SELECTED TEXT:
------------------------------------------------
Today’s web contains a staggering number of resources, most of which are primary information resources published as web content, but many others are resources that stand for “in the world” physical resources. Most of these resources are being described by their users rather than by professionals or by their authors. These “at large” users are most often creating descriptions for their own benefit when they assign tags or ratings to web resources, and they are unlikely to use standard or controlled descriptors when they do so. The resulting variability can be a problem if creating the description requires judgment on the tagger’s part. Most people can agree on the length of a particular music file but they may differ wildly when it comes to determining to which musical genre that file belongs. Fortunately most web users implicitly recognize that the potential value in these “Web 2.0” or “user-generated content” applications will be greater if they avoid egocentric descriptions. In addition, the statistics of large sample sizes inevitably leads to some agreement in descriptions on the most popular applications because idiosyncratic descriptions are dominated in the frequency distribution by the more conventional ones.

We are not suggesting that professional descriptions are always of high quality and utility, and socially produced ones are always of low quality and utility. Rather, it is important to understand the limitations and qualifications of descriptions produced in each way. Tagging lowers the barrier to entry for description, making organizing more accessible and creating descriptions that reflects a variety of viewpoints. However, when many tags are associated with a resource, it increases recall while decreasing precision. This causes immense problems when catalogers and other professionals seek to categorize and classify resources. Ofttimes, socially-produced tags are simply ignored and replaced with standardized, controlled metadata terms.
------------------------------------------------
SET EXERCISE: According to the passage on user-generated descriptions, why do the most popular applications still reach some agreement in their descriptions? Answer in one to three sentences.

SUPPLIED MATERIAL:
------------------------------------------------
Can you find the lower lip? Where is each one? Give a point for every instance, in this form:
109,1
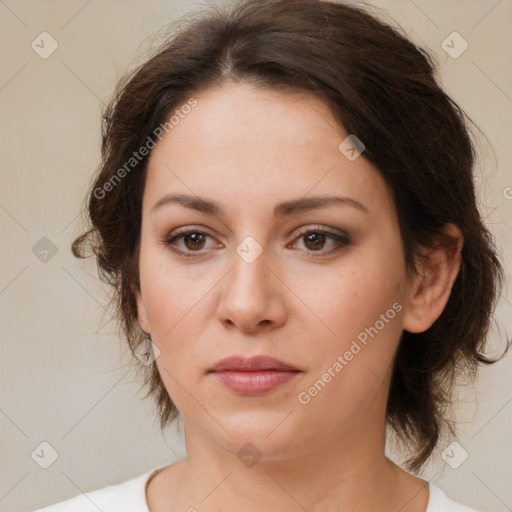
------------------------------------------------
RESPONSE: Large sample sizes lead statistically to some agreement in descriptions on the most popular applications. Idiosyncratic descriptions are outweighed in the frequency distribution by the more conventional ones.